§ **SOURCE DOCUMENT**:
=== Section Start ===
Rutledge relies on Hay Group v. Bassick, 2005 WL 2420415 (N.D. Ill. Sept. 29, 2005), to support his argument that the non-compete provision in the RSUAs is overbroad on its face. Hay Group was decided at the summary judgment stage, and the court thus had the entire evidentiary record in front of it. The Court here does not yet have that benefit. Rutledge also relies on Tasktop Technologies U.S. Inc. v. McGowan, 2018 4938570 (D. Del. Oct. 11, 2018). Tasktop involved a motion for a preliminary injunction, which the court denied because the plaintiff had not shown it was likely to succeed on the merits. Here, LKQ does not need to meet that bar. It only needs to allege a plausible claim for relief. The Tasktop court specifically noted it was examining the “specific factual circumstances to determine enforceability”, and, notably, held a hearing and allowed limited discovery on the contract provisions before making its ruling. Id. at *3-5. This further reinforces that discovery is necessary here.

The reasonableness of the RSUAs hinges on a variety of factual issues that the Court cannot meaningfully address on the limited record currently before it, and that the parties do not shed light on in their briefings. For example, relevant to the inquiry is how many companies fall within the definition of “competitor” under the RSUAs. See Allied Waste, at 1110 (denying motion to dismiss to determine, among other things, how many companies are actually competitors under the challenged agreement).

Further illustrating the need for discovery is LKQ's position that the RSUAs do not contain a non-compete agreement, and that the provision at issue here is actually a forfeiture clause, as it provides for a forfeiture of Rutledge's shares of common stock if he is not in compliance with the remainder of the provision. R. 31 at 6-7. Because it is a forfeiture provision and not a non-compete, LKQ argues, the Court should decline to even undertake a reasonableness analysis. LKQ cites JPMorgan Chase & Co. v. Pierce, 517 F.Supp. 954, 958 (E.D. Mich. 2007), to argue there is a distinction between non-compete provisions and those calling for forfeiture of benefits. JPMorgan was also decided at the summary judgment stage and the parties had the benefit of discovery as to the provisions in question before the Court made its determination. The same is necessary here. At this stage, the provision is not so patently unreasonable as to warrant dismissal, and there is not enough factual development in the record for the Court to determine the extent of its enforceability, or whether it is a forfeiture provision, a non-compete provision, or both. Such a determination will be appropriate at a later stage in the proceedings.
=== Section End ===
§ **SUPPLIED INFORMATION**:
=== Section Start ===
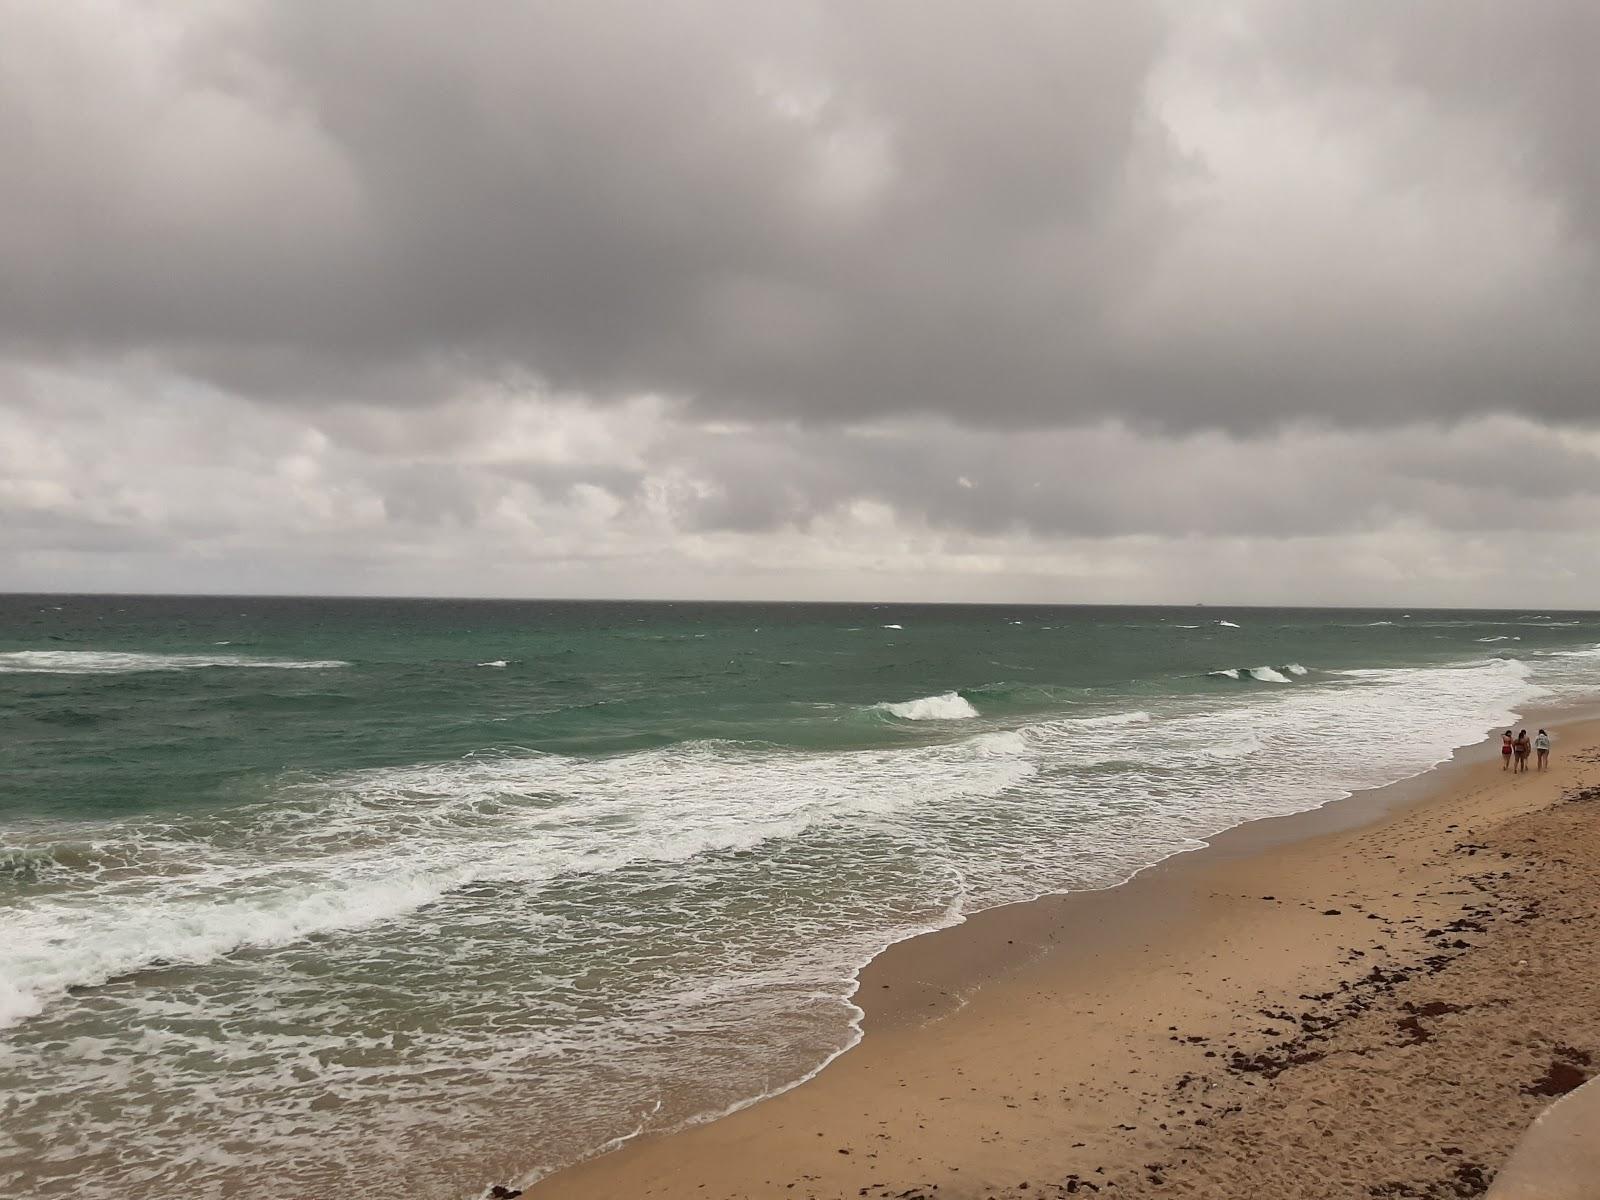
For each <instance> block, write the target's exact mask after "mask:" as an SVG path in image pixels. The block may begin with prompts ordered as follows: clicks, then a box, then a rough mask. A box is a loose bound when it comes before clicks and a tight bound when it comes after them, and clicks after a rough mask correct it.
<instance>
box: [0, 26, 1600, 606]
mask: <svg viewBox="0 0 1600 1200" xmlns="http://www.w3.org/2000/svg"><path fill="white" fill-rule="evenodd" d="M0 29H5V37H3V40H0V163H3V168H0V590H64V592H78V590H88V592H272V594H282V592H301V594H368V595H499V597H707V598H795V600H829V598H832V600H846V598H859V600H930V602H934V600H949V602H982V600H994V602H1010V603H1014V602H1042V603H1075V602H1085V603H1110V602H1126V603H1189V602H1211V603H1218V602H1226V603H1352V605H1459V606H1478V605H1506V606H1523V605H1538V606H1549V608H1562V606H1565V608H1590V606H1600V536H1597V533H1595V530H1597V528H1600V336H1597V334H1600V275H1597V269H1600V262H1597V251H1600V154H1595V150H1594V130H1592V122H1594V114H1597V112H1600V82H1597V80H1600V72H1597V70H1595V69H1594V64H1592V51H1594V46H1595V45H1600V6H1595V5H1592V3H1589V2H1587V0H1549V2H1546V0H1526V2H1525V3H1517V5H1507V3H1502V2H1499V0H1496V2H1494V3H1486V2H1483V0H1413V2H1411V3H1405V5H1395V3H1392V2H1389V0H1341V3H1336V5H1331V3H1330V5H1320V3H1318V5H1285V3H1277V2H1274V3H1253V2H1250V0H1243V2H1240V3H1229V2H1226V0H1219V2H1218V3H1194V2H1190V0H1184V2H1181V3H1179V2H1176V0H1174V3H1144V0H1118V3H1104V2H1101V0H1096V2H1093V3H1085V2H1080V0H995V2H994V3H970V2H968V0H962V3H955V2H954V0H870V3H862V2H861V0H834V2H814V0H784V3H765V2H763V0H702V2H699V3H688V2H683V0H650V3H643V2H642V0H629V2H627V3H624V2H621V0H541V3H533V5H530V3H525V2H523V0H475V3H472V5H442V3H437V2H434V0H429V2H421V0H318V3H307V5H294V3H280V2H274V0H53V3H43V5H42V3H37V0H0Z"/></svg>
=== Section End ===
§ **EXERCISE PROMPT**: Extend the court opinion on the RSUA non-compete provision, starting after its final sentence. The listing comes from a separate source and has no connection to the text.

§ **TASK RESULT**:
B. Count II: Breach of the RC Agreements

During his employment, Rutledge also entered into RC Agreements which imposed non-compete and non-solicitation covenants on his employment for a period of nine months after leaving LKQ and within a 75-mile radius of the facility he formerly managed. The parties agree Illinois law applies to LKQ's claim of breach of the RC Agreements. Rutledge argues the non-compete and non-solicitation provisions are unenforceable.

Under Illinois law, “[a] restrictive covenant is enforceable if the terms of the agreement are ‘reasonable and necessary to protect a legitimate business interest of the employer,' a determination that turns on the facts and circumstances of each case.” LKQ Corp. v. Transtar Indus., No. 16-cv-499, slip. op. at 2 (N.D. Ill. Apr. 8, 2016) (quoting Nortek Products, 2011 WL 2110043, at *3); see also Outsource Int'l, Inc. v. Barton, 192 F.3d 662, 666 (7th Cir. 1999). A restrictive covenant's reasonableness is measured by its hardship on the employee, its affect upon the general public, and the reasonableness of the time, territory, and activity restrictions. See Liautaud v. Liautaud, 221 F.3d 981, 987 (7th Cir. 2000).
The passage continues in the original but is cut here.